▶ [SUPPLIED DATA]
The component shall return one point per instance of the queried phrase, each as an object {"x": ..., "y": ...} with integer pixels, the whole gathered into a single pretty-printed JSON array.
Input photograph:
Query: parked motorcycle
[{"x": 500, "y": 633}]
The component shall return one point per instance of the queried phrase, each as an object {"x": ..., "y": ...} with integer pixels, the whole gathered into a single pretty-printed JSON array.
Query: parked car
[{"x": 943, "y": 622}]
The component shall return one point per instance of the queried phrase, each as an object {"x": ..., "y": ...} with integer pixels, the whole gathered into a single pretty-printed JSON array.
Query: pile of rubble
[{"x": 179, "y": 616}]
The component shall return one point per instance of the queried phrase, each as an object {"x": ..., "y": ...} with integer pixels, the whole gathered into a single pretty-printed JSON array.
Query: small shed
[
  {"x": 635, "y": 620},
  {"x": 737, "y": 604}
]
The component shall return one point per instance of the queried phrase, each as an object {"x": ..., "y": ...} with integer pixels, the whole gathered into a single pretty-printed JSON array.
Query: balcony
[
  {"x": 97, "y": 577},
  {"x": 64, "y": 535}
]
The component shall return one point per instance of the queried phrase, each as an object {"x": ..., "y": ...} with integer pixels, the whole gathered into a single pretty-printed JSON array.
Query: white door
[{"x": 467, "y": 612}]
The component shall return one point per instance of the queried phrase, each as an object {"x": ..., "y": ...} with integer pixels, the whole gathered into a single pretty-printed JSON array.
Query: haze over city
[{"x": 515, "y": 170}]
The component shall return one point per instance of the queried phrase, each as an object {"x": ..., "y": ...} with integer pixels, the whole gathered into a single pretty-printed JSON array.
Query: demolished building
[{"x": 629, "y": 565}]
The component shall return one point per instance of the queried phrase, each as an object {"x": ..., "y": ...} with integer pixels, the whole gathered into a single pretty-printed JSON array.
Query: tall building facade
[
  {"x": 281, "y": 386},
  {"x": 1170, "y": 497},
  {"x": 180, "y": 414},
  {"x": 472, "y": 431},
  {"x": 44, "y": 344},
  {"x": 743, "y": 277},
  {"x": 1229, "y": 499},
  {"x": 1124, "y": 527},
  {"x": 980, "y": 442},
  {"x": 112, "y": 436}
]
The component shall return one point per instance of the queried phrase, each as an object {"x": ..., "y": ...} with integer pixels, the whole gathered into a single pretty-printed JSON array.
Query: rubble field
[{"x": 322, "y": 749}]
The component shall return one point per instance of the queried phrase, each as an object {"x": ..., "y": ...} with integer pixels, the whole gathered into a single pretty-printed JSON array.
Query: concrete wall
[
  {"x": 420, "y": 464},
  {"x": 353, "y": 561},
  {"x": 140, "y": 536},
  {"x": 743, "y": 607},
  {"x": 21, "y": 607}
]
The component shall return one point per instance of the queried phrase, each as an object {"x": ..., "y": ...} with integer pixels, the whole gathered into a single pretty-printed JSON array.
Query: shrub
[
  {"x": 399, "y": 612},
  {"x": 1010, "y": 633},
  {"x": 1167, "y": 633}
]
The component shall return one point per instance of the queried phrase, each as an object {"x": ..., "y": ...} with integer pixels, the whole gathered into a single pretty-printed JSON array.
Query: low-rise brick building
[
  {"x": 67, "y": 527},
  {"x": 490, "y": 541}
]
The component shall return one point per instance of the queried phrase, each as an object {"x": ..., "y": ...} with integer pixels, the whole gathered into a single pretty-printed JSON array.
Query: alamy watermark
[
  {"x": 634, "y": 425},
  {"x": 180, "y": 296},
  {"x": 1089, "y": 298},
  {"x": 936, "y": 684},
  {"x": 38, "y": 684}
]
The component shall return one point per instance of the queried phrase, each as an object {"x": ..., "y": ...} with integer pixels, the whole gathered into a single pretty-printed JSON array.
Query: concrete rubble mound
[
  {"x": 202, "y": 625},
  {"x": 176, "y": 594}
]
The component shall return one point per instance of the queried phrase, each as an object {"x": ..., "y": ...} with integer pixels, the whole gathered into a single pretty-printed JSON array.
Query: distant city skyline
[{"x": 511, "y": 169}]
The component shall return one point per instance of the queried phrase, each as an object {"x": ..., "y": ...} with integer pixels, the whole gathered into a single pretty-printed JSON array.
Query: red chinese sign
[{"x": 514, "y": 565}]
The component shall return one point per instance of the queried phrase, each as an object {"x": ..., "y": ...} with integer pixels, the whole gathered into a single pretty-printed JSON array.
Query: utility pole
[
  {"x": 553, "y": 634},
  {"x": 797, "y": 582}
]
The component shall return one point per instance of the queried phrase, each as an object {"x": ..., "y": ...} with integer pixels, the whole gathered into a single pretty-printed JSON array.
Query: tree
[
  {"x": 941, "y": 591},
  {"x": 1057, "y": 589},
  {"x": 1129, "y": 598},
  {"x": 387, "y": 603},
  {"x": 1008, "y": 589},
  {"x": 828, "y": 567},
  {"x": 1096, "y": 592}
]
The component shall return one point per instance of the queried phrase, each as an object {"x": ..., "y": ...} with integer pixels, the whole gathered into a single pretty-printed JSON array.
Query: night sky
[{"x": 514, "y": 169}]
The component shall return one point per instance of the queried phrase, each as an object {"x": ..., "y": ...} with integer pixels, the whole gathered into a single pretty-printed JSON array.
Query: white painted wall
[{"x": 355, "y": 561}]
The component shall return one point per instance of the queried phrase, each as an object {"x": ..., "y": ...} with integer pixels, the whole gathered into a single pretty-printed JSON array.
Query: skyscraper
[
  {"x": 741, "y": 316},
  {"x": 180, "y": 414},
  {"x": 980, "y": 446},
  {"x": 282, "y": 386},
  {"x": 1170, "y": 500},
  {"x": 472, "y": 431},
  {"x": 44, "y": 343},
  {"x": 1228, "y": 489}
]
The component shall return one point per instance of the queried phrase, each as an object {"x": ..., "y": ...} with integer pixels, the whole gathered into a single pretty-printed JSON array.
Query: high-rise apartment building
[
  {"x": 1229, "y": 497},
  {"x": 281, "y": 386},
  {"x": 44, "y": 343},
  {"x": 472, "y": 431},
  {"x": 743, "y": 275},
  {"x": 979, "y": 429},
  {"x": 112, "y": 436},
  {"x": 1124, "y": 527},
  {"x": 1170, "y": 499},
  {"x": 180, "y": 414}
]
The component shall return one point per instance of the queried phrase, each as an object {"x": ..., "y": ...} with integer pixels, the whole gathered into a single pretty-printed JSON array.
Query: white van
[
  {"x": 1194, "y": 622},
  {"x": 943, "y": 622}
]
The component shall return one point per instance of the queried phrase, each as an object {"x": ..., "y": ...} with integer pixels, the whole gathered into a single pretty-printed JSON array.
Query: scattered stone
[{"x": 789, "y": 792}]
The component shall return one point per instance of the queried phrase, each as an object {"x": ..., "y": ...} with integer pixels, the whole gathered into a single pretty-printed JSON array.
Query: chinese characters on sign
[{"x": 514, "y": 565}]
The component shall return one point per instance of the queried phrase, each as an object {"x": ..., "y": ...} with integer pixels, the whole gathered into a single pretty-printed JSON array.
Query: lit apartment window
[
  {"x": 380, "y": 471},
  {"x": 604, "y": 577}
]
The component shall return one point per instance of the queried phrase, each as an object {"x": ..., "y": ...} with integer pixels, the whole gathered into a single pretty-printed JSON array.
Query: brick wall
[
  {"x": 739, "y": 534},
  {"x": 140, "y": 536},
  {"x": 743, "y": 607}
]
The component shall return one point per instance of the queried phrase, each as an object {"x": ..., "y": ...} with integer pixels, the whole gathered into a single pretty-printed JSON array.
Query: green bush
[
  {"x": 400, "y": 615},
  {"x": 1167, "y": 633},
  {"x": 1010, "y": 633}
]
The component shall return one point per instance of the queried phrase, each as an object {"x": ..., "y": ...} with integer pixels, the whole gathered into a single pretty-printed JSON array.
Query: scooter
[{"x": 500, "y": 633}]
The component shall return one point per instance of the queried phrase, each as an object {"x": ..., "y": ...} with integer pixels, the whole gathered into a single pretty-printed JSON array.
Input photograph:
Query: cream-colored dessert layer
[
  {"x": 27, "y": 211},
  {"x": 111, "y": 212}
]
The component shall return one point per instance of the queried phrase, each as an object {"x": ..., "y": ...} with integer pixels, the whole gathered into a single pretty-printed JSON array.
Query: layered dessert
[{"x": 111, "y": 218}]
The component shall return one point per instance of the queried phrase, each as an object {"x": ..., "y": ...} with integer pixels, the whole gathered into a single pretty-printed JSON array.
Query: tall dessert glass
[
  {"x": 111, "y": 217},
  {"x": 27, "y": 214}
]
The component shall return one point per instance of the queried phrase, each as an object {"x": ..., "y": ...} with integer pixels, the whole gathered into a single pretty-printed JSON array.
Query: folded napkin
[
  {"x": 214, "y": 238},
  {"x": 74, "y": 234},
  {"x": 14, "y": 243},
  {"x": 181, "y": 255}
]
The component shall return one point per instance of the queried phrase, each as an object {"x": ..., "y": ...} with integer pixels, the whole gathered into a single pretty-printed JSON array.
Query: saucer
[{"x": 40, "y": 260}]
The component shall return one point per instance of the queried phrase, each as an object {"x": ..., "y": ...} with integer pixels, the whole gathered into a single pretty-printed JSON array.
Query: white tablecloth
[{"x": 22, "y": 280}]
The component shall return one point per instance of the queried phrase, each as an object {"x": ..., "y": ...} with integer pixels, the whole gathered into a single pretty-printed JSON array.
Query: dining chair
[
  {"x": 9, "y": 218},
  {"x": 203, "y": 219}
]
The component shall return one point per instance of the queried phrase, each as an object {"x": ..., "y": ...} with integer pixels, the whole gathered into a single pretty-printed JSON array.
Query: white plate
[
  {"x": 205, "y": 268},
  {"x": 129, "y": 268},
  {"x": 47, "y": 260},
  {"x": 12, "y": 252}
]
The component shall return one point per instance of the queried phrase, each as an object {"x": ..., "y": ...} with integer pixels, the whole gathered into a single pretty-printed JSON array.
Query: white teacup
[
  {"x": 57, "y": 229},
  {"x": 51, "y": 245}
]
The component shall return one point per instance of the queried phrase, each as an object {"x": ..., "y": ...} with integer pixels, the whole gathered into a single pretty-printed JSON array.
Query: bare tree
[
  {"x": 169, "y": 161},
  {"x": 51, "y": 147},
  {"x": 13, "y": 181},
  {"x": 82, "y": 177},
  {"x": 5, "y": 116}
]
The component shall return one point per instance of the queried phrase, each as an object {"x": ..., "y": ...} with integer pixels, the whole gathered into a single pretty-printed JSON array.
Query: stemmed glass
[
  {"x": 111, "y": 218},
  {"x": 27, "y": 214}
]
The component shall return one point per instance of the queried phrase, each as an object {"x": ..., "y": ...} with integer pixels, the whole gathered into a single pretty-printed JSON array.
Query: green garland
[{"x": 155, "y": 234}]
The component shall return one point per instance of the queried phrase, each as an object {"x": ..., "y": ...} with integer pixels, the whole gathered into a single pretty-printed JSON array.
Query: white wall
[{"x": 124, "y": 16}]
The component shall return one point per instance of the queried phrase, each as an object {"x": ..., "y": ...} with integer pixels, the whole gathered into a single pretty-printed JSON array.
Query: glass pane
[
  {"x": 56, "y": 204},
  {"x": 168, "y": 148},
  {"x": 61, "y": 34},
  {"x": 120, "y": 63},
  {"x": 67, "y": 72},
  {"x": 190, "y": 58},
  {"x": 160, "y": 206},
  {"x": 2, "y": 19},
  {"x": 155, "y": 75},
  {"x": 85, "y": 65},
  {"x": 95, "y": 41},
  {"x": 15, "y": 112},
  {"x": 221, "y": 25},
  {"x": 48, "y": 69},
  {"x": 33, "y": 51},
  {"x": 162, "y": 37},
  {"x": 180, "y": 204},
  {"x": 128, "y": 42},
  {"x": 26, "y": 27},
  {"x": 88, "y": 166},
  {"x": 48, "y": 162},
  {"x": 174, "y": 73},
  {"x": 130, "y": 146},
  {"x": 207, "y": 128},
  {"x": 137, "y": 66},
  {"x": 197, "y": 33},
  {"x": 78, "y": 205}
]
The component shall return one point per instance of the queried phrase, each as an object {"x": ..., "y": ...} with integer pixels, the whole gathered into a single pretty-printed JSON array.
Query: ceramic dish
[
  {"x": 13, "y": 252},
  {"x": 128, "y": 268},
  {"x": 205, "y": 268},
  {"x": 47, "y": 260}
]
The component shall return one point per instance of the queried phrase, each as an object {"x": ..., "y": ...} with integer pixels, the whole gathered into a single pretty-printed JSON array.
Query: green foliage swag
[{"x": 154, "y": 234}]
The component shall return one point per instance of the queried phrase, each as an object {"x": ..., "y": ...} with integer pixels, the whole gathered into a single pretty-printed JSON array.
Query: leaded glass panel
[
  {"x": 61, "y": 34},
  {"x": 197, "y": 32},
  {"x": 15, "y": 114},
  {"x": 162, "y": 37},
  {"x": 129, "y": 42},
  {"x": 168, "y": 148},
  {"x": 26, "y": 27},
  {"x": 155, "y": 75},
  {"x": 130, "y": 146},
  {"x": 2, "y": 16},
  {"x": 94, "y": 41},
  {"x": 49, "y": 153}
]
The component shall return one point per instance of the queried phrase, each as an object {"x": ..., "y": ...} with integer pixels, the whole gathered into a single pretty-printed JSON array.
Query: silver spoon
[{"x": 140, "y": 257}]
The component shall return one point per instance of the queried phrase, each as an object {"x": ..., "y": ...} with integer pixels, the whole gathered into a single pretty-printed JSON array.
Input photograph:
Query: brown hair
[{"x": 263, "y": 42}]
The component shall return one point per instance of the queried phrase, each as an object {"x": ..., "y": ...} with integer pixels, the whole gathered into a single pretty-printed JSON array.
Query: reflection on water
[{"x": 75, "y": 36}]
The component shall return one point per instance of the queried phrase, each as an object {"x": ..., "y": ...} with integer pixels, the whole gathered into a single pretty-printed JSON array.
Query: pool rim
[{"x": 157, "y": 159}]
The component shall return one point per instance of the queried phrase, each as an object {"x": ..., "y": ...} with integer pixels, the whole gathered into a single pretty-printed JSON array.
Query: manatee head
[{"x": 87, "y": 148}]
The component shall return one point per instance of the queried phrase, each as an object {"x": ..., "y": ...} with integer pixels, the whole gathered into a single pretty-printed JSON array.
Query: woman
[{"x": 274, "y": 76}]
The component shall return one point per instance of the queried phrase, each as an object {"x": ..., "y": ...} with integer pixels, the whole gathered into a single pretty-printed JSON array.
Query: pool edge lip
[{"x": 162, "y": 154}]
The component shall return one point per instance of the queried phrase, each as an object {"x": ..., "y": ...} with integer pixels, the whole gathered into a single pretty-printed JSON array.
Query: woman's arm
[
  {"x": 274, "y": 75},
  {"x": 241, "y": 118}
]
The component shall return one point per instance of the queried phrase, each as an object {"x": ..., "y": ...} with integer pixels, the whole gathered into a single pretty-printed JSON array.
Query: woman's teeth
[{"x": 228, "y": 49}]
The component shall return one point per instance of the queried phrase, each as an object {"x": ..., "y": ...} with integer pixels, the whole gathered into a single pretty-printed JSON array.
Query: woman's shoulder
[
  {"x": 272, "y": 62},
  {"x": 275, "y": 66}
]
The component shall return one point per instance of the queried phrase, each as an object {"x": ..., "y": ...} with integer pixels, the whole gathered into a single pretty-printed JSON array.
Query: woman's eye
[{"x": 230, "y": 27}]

▶ [WHAT IS BEING ASKED] From the items above, extract every line that contains the word "sign" and copy each of those lines unchanged.

▶ [CORRECT RESULT]
Query: red chinese sign
Query: chinese characters on sign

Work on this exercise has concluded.